About this exercise — Beneath this task are records; state how many of their lines hold the word "pool", and nothing else.

Dataset records —

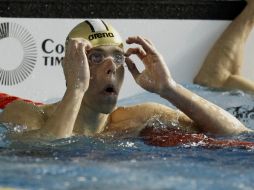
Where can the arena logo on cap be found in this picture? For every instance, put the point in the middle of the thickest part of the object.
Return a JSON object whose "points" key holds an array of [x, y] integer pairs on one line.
{"points": [[9, 77]]}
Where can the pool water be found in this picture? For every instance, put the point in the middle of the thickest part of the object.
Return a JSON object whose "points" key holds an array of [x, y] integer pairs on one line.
{"points": [[87, 163]]}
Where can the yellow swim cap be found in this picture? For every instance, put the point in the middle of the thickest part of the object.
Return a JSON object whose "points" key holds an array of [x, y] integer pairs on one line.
{"points": [[97, 32]]}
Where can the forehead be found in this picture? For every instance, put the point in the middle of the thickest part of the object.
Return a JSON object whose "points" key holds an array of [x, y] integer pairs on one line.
{"points": [[107, 49]]}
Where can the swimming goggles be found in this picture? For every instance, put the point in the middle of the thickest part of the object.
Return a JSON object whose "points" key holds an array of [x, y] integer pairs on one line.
{"points": [[98, 57]]}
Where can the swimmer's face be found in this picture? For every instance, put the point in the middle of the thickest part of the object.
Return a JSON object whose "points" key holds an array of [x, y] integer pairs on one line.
{"points": [[106, 77]]}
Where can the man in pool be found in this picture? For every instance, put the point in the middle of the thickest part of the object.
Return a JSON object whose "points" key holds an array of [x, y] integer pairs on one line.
{"points": [[94, 72], [222, 67]]}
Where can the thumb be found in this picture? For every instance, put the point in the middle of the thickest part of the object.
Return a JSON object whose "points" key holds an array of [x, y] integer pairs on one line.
{"points": [[132, 68]]}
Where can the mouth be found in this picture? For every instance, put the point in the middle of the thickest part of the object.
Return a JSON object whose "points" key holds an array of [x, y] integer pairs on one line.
{"points": [[110, 90]]}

Solution below — 2